→ TASK DETAILS: Pictures in the records should not be copied, but every other part must be repeated exactly.

** Begin **

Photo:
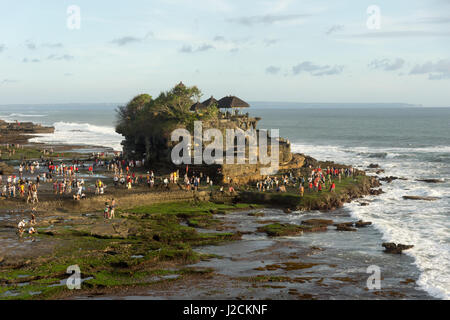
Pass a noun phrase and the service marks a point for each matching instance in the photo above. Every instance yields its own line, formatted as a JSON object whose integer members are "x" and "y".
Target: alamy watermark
{"x": 374, "y": 20}
{"x": 241, "y": 147}
{"x": 73, "y": 17}
{"x": 374, "y": 280}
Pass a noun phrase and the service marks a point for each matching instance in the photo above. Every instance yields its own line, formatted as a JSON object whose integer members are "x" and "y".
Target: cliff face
{"x": 23, "y": 128}
{"x": 20, "y": 132}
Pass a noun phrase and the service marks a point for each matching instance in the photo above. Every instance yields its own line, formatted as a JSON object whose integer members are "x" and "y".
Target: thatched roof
{"x": 198, "y": 106}
{"x": 210, "y": 102}
{"x": 232, "y": 102}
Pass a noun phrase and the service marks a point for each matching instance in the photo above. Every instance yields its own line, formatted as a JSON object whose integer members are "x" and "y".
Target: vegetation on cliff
{"x": 145, "y": 116}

** End **

→ TASK RESPONSE:
Photo:
Pass a noun phrase and the service marks a point for each matching instance in the photo above. Every instance yields its own line, formatted as a JSON object whose integer members are "x" and "y".
Target: alamy watermark
{"x": 374, "y": 20}
{"x": 241, "y": 147}
{"x": 73, "y": 17}
{"x": 374, "y": 280}
Pass a noun phrase and the service marks a point for each matching instance in the photo above. Every instance yields its own line, formatted as a JSON object whose integer members are "x" and "y".
Target: cliff face
{"x": 23, "y": 128}
{"x": 20, "y": 132}
Pass a noun phrase and the service marks a point for each matching instance in the photo above. Every instance yields its own line, formatted as a JSON object whose integer members are "x" and "y".
Target: thatched roof
{"x": 198, "y": 106}
{"x": 210, "y": 102}
{"x": 232, "y": 102}
Pass a noun phrase and the service marks a point for each matching instance in the photo above. Every instance yields its own line, formatted as a JSON object whose integer members are "x" and "y".
Target: vegetation on cliff
{"x": 145, "y": 116}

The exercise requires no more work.